ABOUT THIS EXERCISE:
Please reproduce every entry below without omitting a single line.

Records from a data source

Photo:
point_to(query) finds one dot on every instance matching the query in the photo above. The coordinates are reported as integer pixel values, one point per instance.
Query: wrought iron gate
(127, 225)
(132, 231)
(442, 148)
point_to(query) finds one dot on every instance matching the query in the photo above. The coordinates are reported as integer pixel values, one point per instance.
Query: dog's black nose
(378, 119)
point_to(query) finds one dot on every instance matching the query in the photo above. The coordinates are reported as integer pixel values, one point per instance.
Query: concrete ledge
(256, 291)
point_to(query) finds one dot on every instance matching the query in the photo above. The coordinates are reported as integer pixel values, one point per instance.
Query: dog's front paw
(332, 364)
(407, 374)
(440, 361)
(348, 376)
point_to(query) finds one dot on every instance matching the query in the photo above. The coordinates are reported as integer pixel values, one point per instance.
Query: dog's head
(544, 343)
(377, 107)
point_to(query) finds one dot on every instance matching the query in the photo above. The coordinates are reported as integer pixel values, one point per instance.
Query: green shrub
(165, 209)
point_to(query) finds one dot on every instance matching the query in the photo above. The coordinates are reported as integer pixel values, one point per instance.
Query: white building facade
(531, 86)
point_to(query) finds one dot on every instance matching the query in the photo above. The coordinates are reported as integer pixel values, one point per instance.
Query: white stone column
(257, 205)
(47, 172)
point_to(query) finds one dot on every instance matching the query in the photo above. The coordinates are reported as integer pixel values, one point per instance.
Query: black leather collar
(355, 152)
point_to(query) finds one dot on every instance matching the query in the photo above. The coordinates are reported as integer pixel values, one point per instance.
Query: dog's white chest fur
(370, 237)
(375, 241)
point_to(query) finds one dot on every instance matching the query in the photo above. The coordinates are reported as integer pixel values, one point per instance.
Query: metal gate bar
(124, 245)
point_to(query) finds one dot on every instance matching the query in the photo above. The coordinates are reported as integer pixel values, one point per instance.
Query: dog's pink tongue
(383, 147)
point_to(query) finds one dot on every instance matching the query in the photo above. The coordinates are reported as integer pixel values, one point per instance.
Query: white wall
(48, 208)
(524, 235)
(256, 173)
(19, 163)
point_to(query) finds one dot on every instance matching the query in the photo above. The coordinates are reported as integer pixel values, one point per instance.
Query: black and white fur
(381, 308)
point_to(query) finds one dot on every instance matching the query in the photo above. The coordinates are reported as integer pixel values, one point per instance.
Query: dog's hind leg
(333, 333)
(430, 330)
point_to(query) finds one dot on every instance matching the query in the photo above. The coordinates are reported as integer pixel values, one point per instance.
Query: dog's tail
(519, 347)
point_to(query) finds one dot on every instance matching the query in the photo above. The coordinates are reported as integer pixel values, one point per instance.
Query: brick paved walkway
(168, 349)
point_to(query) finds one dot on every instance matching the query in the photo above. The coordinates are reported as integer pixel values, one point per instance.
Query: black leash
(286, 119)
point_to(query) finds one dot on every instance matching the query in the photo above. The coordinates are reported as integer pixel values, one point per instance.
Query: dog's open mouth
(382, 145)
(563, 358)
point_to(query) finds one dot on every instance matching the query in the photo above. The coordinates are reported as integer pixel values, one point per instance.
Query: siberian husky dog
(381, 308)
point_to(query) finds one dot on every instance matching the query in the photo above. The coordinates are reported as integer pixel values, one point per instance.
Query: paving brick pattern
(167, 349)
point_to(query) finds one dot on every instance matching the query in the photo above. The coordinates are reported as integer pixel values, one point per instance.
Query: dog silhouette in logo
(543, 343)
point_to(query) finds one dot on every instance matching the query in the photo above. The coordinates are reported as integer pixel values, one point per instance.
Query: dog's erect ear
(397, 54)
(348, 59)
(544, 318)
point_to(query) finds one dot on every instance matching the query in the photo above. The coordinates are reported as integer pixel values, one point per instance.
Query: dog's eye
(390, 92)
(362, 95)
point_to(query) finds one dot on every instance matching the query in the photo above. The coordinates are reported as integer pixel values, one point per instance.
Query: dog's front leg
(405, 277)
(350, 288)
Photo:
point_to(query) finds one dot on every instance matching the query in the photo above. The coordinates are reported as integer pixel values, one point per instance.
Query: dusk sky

ANSWER FOR THIS EXERCISE:
Photo:
point_to(query) finds one dot on every instance matching the query in the photo above. The coordinates are reported as integer pixel values, one point per instance.
Query: wrought iron gate
(127, 225)
(132, 231)
(442, 148)
point_to(query) finds one dot on every instance matching the query in the photo above. The coordinates are reported as integer pixel values, one point per instance.
Query: dog's black nose
(378, 119)
point_to(query) finds one dot on every instance matching the query in the photo above. The coordinates are reported as integer pixel values, one point per instance.
Query: concrete ledge
(256, 291)
point_to(query) finds one dot on every instance matching the query in the photo above. The coordinates are reported as integer pixel values, one point per instance.
Query: dog's front paw
(332, 364)
(407, 374)
(440, 361)
(348, 376)
point_to(query) finds one dot on every instance matching the query in the photo above. The coordinates are reported as integer pixel values, one point per instance.
Query: dog's head
(544, 343)
(377, 107)
point_to(query) finds one dot on every instance matching the query in the photo above. The coordinates are reported as integer pixel values, one point per instance.
Query: green shrub
(165, 209)
point_to(query) finds one dot on every instance matching the query in the photo above. The coordinates are reported as integer pixel values, one point per instance.
Query: white building facade
(531, 86)
point_to(query) finds one dot on every instance matching the query in the photo above. The coordinates are reported as integer pixel values, one point per instance.
Query: white stone column
(257, 205)
(47, 172)
point_to(query) finds one dot on every instance matching the query in the photo above. The coordinates are reported as integer pixel values, one point per instance.
Query: black leather collar
(355, 152)
point_to(query) finds one dot on every instance matching the query in the photo above. The coordinates are reported as integer pixel values, one point per instance.
Query: dog's white chest fur
(370, 237)
(375, 241)
point_to(query) finds one dot on every instance matching the query in the photo above. The coordinates are reported as integer pixel values, one point per instance.
Query: metal gate bar
(124, 245)
point_to(query) finds one dot on every instance matching the query in the photo above. The coordinates are reported as integer pixel values, one point per instance.
Query: dog's pink tongue
(383, 147)
point_to(query) finds one dot on every instance matching the query in the photo above. The coordinates are reported as integer pixel values, one point per instance.
Query: white wall
(48, 208)
(524, 235)
(256, 173)
(19, 163)
point_to(query) finds one dot on every instance matching the query in the photo above. The coordinates are reported as integer pixel values, one point per instance.
Query: black and white fur
(381, 308)
point_to(query) finds one dot on every instance matching the query in the photo above. The coordinates are reported as integer pixel values, one point per instance.
Query: dog's hind leg
(333, 333)
(430, 330)
point_to(query) finds one dot on every instance matching the query in the photo above. The coordinates are reported as integer pixel values, one point per instance.
Query: dog's tail
(519, 347)
point_to(query) finds one dot on every instance matching the query in the photo above. The coordinates are reported as integer pixel values, one point per instance.
Query: brick paved walkway
(168, 349)
point_to(query) finds one dot on every instance matching the query in the photo above. The coordinates are reported as integer pixel values, one point per instance.
Query: black leash
(286, 119)
point_to(query) finds one dot on every instance matching the query in the photo above. The coordinates are reported as integer pixel values, one point per instance.
Query: dog's open mouth
(382, 145)
(563, 358)
point_to(query) finds one dot on every instance matching the query in the photo above. The coordinates are reported as integer pixel values, one point per instance.
Query: siberian husky dog
(381, 308)
point_to(query) finds one dot on every instance matching the query in the photo above. The coordinates are reported as integer pixel values, one point per instance.
Query: paving brick pattern
(167, 349)
point_to(query) finds one dot on every instance matching the query in the photo above. The coordinates are reported as integer pixel values, one point per instance.
Query: dog silhouette in logo
(543, 343)
point_to(query) finds one dot on every instance matching the query in the photo above. The coordinates are reported as integer pixel values, one point per instance.
Query: dog's erect ear
(397, 54)
(348, 59)
(544, 318)
point_to(query) finds one dot on every instance matching the query in the photo above. The coordinates are reported as integer pixel values, one point per instance.
Query: dog's eye
(390, 92)
(362, 95)
point_to(query) finds one dot on every instance matching the query in the photo above. The coordinates are reported as integer pixel values, one point per instance.
Query: dog's front leg
(405, 277)
(350, 288)
Photo:
point_to(query) finds one dot on every instance matching the query in the photo above. The coordinates are reported as integer pixel values, one point per instance.
Query: dusk sky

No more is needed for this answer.